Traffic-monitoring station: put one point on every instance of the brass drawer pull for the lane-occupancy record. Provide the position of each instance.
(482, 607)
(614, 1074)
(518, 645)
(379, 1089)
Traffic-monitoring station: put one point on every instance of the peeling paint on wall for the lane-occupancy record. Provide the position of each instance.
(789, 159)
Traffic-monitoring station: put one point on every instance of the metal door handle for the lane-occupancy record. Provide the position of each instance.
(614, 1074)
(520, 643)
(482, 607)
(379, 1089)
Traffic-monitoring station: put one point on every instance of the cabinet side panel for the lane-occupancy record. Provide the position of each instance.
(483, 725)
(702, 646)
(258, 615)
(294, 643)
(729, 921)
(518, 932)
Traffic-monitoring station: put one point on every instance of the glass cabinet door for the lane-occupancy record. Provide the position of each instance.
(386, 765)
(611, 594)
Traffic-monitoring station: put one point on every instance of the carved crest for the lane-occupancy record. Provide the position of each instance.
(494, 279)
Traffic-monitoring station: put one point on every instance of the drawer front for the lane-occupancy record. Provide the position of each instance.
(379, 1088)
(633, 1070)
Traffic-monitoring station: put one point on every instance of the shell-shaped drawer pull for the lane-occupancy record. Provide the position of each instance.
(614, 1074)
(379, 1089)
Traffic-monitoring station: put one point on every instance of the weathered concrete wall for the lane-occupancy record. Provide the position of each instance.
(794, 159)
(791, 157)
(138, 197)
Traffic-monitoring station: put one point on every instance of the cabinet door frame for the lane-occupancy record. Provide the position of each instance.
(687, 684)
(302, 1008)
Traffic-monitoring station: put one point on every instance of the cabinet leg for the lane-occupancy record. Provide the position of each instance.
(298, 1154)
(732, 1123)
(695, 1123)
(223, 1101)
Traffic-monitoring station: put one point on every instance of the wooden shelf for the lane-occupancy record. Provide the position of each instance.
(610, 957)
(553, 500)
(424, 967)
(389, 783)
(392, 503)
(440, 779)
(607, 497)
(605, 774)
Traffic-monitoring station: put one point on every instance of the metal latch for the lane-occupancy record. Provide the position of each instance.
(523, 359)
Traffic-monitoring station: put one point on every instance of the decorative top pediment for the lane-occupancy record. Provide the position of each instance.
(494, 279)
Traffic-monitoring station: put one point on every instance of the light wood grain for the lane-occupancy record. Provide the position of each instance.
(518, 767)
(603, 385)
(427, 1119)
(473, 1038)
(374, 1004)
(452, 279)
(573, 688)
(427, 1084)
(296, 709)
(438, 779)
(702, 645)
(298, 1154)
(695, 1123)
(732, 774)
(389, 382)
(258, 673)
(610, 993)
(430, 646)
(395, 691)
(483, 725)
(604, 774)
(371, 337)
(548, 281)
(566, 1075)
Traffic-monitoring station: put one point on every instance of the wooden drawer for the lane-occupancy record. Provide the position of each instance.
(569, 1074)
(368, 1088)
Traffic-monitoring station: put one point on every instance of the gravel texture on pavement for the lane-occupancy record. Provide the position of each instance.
* * * *
■ WHAT YOU ARE ASKED TO DO ■
Can you recast all the entries above as a Markdown table with the columns Row and Line, giving each line its row number and leaving out blank lines?

■ IN RESPONSE ■
| Row | Line |
|---|---|
| 1 | Traffic-monitoring station: put one point on every instance of the brass drawer pull for the lane-occupancy record. Provide the position of each instance. |
| 2 | (482, 607) |
| 3 | (614, 1074) |
| 4 | (518, 645) |
| 5 | (379, 1089) |
| 6 | Traffic-monitoring station: put one point on every instance of the peeling paint on wall for the lane-occupancy record. Provide the position of each instance. |
| 7 | (789, 159) |
| 8 | Traffic-monitoring station: put one point on every instance of the metal door handle for the lane-occupancy record. Provide the position of each instance. |
| 9 | (614, 1074) |
| 10 | (520, 643) |
| 11 | (482, 607) |
| 12 | (379, 1089) |
| 13 | Traffic-monitoring station: put one point on every instance of the cabinet side panel for the lane-occupancy record. Provide the position of each instance. |
| 14 | (483, 725) |
| 15 | (702, 646) |
| 16 | (258, 615) |
| 17 | (294, 643) |
| 18 | (729, 921) |
| 19 | (518, 932) |
| 20 | Traffic-monitoring station: put one point on every instance of the glass cabinet door for the lane-occupancy record. Provide the position of each instance. |
| 21 | (386, 765) |
| 22 | (611, 594) |
| 23 | Traffic-monitoring station: put one point on every instance of the carved crest for the lane-occupancy record. Provide the position of each instance. |
| 24 | (494, 279) |
| 25 | Traffic-monitoring station: put one point on every instance of the drawer front for the lane-occupancy record. Provide the position of each instance. |
| 26 | (379, 1088) |
| 27 | (633, 1070) |
| 28 | Traffic-monitoring station: put one point on every instance of the shell-shaped drawer pull for the lane-occupancy record. Provide the position of each instance. |
| 29 | (614, 1074) |
| 30 | (379, 1089) |
| 31 | Traffic-monitoring station: put one point on every instance of the weathered concrete wall for the lane-occupancy record. Provide the position of each instance. |
| 32 | (794, 159) |
| 33 | (791, 157) |
| 34 | (138, 197) |
| 35 | Traffic-monitoring station: put one point on every instance of the cabinet door frame for the lane-occupancy record. Provide the position of each instance. |
| 36 | (687, 684) |
| 37 | (302, 1008) |
| 38 | Traffic-monitoring station: put one point on every instance of the cabinet leg for the lane-occupancy record. Provide the position of each instance. |
| 39 | (298, 1154) |
| 40 | (732, 1123) |
| 41 | (695, 1123) |
| 42 | (223, 1101) |
| 43 | Traffic-monitoring station: put one point on every instance of the wooden shelf for the lane-occupancy record. Provide the position of each instance. |
| 44 | (610, 957) |
| 45 | (553, 500) |
| 46 | (424, 967) |
| 47 | (389, 783) |
| 48 | (392, 503) |
| 49 | (440, 779) |
| 50 | (607, 497) |
| 51 | (605, 774) |
| 52 | Traffic-monitoring station: put one point on every instance of the metal latch for the lane-occupancy record. Provide the position of each instance. |
| 53 | (523, 359) |
| 54 | Traffic-monitoring station: put one point on every instance of the decorative top pediment for the lane-occupancy record. Provide the position of each instance. |
| 55 | (494, 279) |
| 56 | Traffic-monitoring station: put one point on every instance of the light wood grain for the lane-occupancy record. Provide the position of each instance. |
| 57 | (518, 767) |
| 58 | (603, 385) |
| 59 | (427, 1119) |
| 60 | (473, 1038) |
| 61 | (374, 1004) |
| 62 | (452, 279) |
| 63 | (573, 688) |
| 64 | (427, 1084) |
| 65 | (296, 709) |
| 66 | (438, 779) |
| 67 | (702, 645) |
| 68 | (298, 1154) |
| 69 | (695, 1123) |
| 70 | (732, 774) |
| 71 | (389, 382) |
| 72 | (258, 673) |
| 73 | (610, 993) |
| 74 | (430, 646) |
| 75 | (395, 691) |
| 76 | (483, 725) |
| 77 | (604, 774) |
| 78 | (371, 337) |
| 79 | (548, 281) |
| 80 | (566, 1075) |
| 81 | Traffic-monitoring station: put one point on every instance of the wooden drawer for the lane-occupancy record. Provide the position of each instance. |
| 82 | (569, 1074) |
| 83 | (368, 1088) |
| 84 | Traffic-monitoring station: put one point on every instance of the gravel texture on pavement for the lane-occupancy record. Provide the position of each instance. |